Start of Document passage
Your own testimony can influence your claim for Supplemental Security Income, which is why it is crucial to reach out to a California Supplemental Security Income attorney. In a recent district court decision involving examination of plaintiff testimony, the plaintiff sought review of a denial for supplemental security income and disability insurance benefits. She was 42 and had graduated high school. She worked as an apartment manager and claimed disability as of March 2014.
The administrative law judge had used the five-step disability evaluation process. It found she had anxiety, depression, irritable bowel syndrome, fatigue syndrome, strabismus, and fibromyalgia, but that these didn’t meet or equal the listed impairments. She could do some light work and had other abilities, but couldn’t perform past relevant work. It found that there were jobs existing in significant numbers in the national economy that she could perform and that, therefore, she wasn’t disabled.
End of Document passage
Start of Input data
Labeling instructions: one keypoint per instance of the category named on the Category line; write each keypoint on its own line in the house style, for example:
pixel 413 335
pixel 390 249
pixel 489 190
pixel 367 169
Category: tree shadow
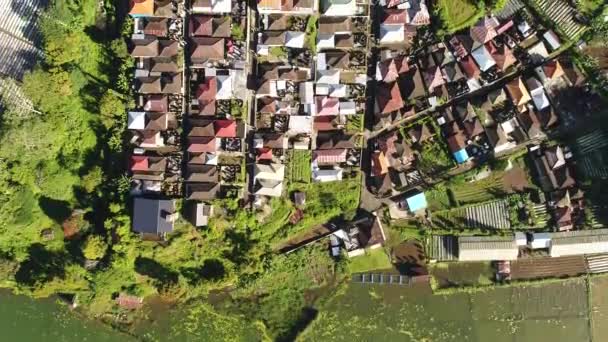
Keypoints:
pixel 212 270
pixel 41 266
pixel 153 269
pixel 306 317
pixel 58 210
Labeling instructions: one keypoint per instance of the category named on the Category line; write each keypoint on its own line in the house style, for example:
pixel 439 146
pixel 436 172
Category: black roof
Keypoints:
pixel 149 215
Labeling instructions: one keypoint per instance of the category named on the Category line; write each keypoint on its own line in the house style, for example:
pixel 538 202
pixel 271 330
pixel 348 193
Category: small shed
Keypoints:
pixel 416 202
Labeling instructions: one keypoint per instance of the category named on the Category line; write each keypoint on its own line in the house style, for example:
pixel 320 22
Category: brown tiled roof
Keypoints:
pixel 334 24
pixel 205 49
pixel 388 97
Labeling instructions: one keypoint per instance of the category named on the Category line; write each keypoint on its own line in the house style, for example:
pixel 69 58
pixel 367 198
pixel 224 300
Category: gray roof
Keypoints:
pixel 149 215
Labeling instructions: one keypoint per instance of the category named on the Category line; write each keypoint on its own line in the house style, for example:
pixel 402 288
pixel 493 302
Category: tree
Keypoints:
pixel 94 247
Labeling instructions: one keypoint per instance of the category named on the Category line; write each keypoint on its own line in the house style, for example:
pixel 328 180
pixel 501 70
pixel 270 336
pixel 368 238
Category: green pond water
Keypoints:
pixel 26 319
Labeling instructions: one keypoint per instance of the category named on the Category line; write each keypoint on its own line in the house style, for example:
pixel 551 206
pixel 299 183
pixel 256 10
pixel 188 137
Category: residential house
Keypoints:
pixel 153 216
pixel 487 248
pixel 268 179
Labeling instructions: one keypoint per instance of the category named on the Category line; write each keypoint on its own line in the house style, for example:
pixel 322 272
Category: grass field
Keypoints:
pixel 374 259
pixel 552 311
pixel 299 166
pixel 458 14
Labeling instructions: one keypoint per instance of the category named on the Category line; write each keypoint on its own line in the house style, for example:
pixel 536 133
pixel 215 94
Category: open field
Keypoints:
pixel 598 287
pixel 458 14
pixel 555 311
pixel 299 166
pixel 372 260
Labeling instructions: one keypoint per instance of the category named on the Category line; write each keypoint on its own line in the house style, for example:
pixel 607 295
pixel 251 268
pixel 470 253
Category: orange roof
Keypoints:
pixel 141 7
pixel 139 163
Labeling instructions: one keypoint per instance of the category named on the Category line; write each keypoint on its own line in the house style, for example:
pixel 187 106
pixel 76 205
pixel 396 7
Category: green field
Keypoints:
pixel 553 311
pixel 299 166
pixel 458 14
pixel 375 259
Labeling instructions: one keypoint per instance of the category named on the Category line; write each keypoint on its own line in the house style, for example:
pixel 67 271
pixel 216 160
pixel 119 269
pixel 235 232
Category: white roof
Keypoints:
pixel 348 107
pixel 270 171
pixel 217 6
pixel 540 240
pixel 390 33
pixel 137 120
pixel 552 40
pixel 339 9
pixel 294 39
pixel 328 76
pixel 538 51
pixel 337 90
pixel 540 98
pixel 307 92
pixel 270 188
pixel 300 124
pixel 483 58
pixel 224 87
pixel 327 175
pixel 325 41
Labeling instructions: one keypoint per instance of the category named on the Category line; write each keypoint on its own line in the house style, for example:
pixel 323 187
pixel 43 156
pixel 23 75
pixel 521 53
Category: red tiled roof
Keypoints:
pixel 334 156
pixel 324 123
pixel 139 163
pixel 389 98
pixel 225 128
pixel 201 25
pixel 327 105
pixel 469 67
pixel 394 16
pixel 264 154
pixel 207 90
pixel 201 144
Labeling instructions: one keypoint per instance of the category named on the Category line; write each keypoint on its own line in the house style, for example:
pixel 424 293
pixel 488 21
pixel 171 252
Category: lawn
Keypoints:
pixel 299 166
pixel 553 311
pixel 372 260
pixel 459 14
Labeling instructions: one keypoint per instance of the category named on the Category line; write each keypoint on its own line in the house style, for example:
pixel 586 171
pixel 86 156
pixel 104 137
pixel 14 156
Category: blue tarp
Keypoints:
pixel 416 202
pixel 461 156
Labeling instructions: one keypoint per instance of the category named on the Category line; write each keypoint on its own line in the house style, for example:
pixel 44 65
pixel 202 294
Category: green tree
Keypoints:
pixel 94 247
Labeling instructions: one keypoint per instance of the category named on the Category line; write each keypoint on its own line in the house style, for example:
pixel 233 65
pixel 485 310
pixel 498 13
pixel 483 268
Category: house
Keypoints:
pixel 200 213
pixel 416 203
pixel 553 170
pixel 502 55
pixel 389 70
pixel 268 179
pixel 518 93
pixel 212 6
pixel 205 49
pixel 327 175
pixel 539 97
pixel 388 98
pixel 338 7
pixel 329 157
pixel 487 248
pixel 579 242
pixel 420 133
pixel 483 58
pixel 201 174
pixel 457 145
pixel 202 191
pixel 153 216
pixel 209 26
pixel 484 30
pixel 225 128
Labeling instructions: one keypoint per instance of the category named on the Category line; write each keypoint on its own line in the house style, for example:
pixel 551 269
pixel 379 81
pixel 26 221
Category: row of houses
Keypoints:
pixel 512 247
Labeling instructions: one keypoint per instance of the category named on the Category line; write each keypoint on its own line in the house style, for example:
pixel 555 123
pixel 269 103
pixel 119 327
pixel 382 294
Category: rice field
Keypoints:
pixel 547 311
pixel 299 166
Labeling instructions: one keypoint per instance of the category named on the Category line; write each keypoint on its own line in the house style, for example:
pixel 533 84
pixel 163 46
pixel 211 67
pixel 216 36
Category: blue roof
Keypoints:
End of Input data
* How to complete this task
List every condition that the administrative law judge found the plaintiff had, according to the Supplemental Security Income case passage.

* Written reply
- anxiety
- depression
- irritable bowel syndrome
- fatigue syndrome
- strabismus
- fibromyalgia